**Data for the task**:
-=-=-

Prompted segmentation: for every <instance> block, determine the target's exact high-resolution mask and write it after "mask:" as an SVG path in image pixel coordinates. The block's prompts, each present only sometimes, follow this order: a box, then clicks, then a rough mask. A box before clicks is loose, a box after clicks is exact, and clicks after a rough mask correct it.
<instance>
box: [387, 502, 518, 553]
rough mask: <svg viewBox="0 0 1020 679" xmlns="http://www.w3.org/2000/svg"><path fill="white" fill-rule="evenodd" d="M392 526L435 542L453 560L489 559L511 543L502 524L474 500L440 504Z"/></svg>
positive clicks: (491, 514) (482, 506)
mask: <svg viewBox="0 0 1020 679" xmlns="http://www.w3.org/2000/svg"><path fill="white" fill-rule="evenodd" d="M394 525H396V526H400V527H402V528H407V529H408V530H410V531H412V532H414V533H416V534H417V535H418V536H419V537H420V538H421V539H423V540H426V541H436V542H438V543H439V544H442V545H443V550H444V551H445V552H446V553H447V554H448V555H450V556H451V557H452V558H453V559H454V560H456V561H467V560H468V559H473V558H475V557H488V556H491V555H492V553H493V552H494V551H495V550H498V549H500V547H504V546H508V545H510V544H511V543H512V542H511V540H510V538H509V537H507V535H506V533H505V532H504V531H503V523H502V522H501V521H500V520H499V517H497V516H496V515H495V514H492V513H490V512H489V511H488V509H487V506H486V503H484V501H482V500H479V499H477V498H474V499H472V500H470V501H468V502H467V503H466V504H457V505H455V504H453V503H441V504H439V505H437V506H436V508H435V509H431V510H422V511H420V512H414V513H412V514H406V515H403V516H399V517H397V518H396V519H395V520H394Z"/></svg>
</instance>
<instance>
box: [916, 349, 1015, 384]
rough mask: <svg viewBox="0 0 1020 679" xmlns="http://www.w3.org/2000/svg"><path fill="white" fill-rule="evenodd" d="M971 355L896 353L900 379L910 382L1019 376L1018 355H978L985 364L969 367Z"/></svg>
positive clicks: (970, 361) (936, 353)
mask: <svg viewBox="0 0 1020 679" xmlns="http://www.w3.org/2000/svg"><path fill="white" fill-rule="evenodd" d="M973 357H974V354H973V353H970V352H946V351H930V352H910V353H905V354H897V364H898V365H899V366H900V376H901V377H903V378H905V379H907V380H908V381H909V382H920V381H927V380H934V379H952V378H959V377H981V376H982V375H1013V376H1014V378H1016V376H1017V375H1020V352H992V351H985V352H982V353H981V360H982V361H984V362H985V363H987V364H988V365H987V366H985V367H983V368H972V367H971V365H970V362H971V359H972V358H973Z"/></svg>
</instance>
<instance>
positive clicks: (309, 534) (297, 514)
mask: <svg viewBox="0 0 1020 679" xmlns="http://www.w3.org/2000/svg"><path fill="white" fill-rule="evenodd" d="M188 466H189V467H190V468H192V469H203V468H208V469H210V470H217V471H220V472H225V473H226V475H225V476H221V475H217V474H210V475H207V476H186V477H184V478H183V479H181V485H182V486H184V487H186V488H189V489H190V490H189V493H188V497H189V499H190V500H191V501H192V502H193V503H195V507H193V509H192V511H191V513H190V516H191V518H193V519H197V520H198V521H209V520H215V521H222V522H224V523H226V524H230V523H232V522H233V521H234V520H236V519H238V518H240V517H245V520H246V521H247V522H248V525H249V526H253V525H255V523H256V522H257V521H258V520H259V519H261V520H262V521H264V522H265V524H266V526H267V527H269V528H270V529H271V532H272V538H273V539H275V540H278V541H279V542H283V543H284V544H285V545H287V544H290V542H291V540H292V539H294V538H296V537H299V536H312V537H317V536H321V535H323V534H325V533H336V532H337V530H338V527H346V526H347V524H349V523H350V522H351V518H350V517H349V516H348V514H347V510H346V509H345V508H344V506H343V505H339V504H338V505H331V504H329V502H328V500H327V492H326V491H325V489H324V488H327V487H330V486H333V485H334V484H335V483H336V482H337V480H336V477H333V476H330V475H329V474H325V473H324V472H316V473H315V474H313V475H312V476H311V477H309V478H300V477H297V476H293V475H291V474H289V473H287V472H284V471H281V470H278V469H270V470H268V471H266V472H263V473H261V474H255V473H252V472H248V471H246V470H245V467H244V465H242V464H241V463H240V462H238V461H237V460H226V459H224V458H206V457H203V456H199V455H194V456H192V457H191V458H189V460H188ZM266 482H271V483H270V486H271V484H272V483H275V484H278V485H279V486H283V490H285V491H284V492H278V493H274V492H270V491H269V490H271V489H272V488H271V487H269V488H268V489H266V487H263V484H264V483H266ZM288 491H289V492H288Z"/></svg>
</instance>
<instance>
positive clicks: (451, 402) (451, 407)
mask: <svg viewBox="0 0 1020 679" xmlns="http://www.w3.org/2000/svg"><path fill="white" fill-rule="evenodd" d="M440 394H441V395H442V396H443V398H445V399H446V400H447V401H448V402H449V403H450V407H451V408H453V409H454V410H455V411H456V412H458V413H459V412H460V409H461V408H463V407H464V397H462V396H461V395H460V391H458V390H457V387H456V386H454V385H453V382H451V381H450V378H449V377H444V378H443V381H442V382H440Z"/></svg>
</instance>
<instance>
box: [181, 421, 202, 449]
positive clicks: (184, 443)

-=-=-

**Work task**:
Reproduce all entries exactly, leaving each one whole.

**Exercise solution**:
Prompted segmentation: for every <instance> block, determine the target's exact high-resolution mask and write it after "mask:" as an SVG path in image pixel coordinates. The block's prompts, each present only sometimes, follow this order: a box, then clicks, then a rough mask. A box before clicks is loose, a box after clicks is exact, and clicks after a rough mask correct it.
<instance>
box: [387, 502, 518, 553]
rough mask: <svg viewBox="0 0 1020 679" xmlns="http://www.w3.org/2000/svg"><path fill="white" fill-rule="evenodd" d="M392 526L435 542L453 560L489 559L511 543L502 524L474 500L440 504Z"/></svg>
positive clicks: (491, 514) (482, 506)
mask: <svg viewBox="0 0 1020 679" xmlns="http://www.w3.org/2000/svg"><path fill="white" fill-rule="evenodd" d="M394 525H396V526H400V527H402V528H407V529H408V530H410V531H412V532H414V533H416V534H417V535H418V536H419V537H420V538H421V539H423V540H426V541H436V542H438V543H439V544H442V545H443V550H444V551H445V552H446V553H447V554H448V555H450V556H451V557H452V558H453V559H454V560H456V561H467V560H468V559H473V558H475V557H488V556H491V555H492V553H493V552H494V551H495V550H498V549H500V547H504V546H508V545H510V544H511V543H512V542H511V540H510V538H509V537H507V535H506V533H505V532H504V531H503V523H502V522H501V521H500V520H499V517H497V516H496V515H495V514H492V513H490V512H489V511H488V509H487V506H486V503H484V501H482V500H479V499H477V498H474V499H472V500H470V501H468V502H467V503H466V504H457V505H455V504H453V503H441V504H439V505H437V506H436V508H435V509H431V510H422V511H420V512H414V513H412V514H406V515H403V516H399V517H397V518H396V519H395V520H394Z"/></svg>
</instance>
<instance>
box: [916, 349, 1015, 384]
rough mask: <svg viewBox="0 0 1020 679" xmlns="http://www.w3.org/2000/svg"><path fill="white" fill-rule="evenodd" d="M971 355L896 353L900 379L910 382L1019 376L1018 355H978L985 364L969 367Z"/></svg>
positive clicks: (970, 361) (936, 353)
mask: <svg viewBox="0 0 1020 679" xmlns="http://www.w3.org/2000/svg"><path fill="white" fill-rule="evenodd" d="M973 357H974V354H973V353H970V352H946V351H930V352H910V353H905V354H897V364H898V365H899V366H900V376H901V377H903V378H905V379H907V380H908V381H909V382H920V381H927V380H934V379H952V378H959V377H981V376H982V375H1013V376H1014V378H1016V376H1017V375H1020V352H992V351H985V352H982V353H981V360H982V361H984V362H985V363H987V364H988V365H987V366H985V367H983V368H972V367H971V365H970V362H971V359H972V358H973Z"/></svg>
</instance>
<instance>
positive clicks: (309, 534) (297, 514)
mask: <svg viewBox="0 0 1020 679" xmlns="http://www.w3.org/2000/svg"><path fill="white" fill-rule="evenodd" d="M188 466H189V467H190V468H192V469H203V468H208V469H210V470H217V471H220V472H225V473H226V475H225V476H221V475H217V474H210V475H207V476H186V477H184V478H183V479H181V485H182V486H184V487H186V488H189V489H190V490H189V493H188V497H189V499H190V500H191V501H192V502H193V503H195V507H193V509H192V511H191V513H190V516H191V518H193V519H197V520H198V521H209V520H215V521H222V522H224V523H226V524H230V523H232V522H233V521H234V520H236V519H238V518H240V517H245V520H246V521H247V522H248V525H249V526H253V525H255V523H256V522H257V521H258V520H259V519H261V520H262V521H264V522H265V524H266V526H267V527H269V528H270V529H271V532H272V538H273V539H275V540H278V541H279V542H283V543H284V544H285V545H287V544H290V542H291V540H292V539H294V538H296V537H299V536H312V537H317V536H321V535H323V534H325V533H336V532H337V530H338V527H346V526H347V524H349V523H350V522H351V518H350V517H349V516H348V514H347V510H346V509H345V508H344V506H343V505H339V504H338V505H331V504H329V502H328V500H327V492H326V491H325V489H324V488H327V487H330V486H333V485H334V484H335V483H336V482H337V480H336V477H333V476H330V475H329V474H325V473H324V472H316V473H315V474H313V475H312V476H311V477H309V478H300V477H297V476H293V475H291V474H289V473H287V472H284V471H281V470H278V469H270V470H268V471H266V472H263V473H261V474H255V473H252V472H248V471H246V470H245V467H244V465H242V464H241V463H240V462H238V461H237V460H226V459H224V458H206V457H203V456H199V455H194V456H192V457H191V458H189V460H188ZM266 482H271V483H270V486H271V484H272V483H275V484H278V485H279V486H283V490H285V491H284V492H278V493H274V492H270V491H269V490H271V489H272V488H271V487H269V488H268V489H266V487H263V484H264V483H266ZM288 491H289V492H288Z"/></svg>
</instance>
<instance>
positive clicks: (451, 402) (451, 407)
mask: <svg viewBox="0 0 1020 679" xmlns="http://www.w3.org/2000/svg"><path fill="white" fill-rule="evenodd" d="M440 394H441V395H442V396H443V398H445V399H446V400H447V401H448V402H449V403H450V407H451V408H453V409H454V410H455V411H456V412H458V413H459V412H460V409H461V408H463V407H464V397H462V396H461V395H460V391H458V390H457V387H456V386H454V385H453V382H451V381H450V378H449V377H444V378H443V381H442V382H440Z"/></svg>
</instance>
<instance>
box: [181, 421, 202, 449]
positive clicks: (184, 443)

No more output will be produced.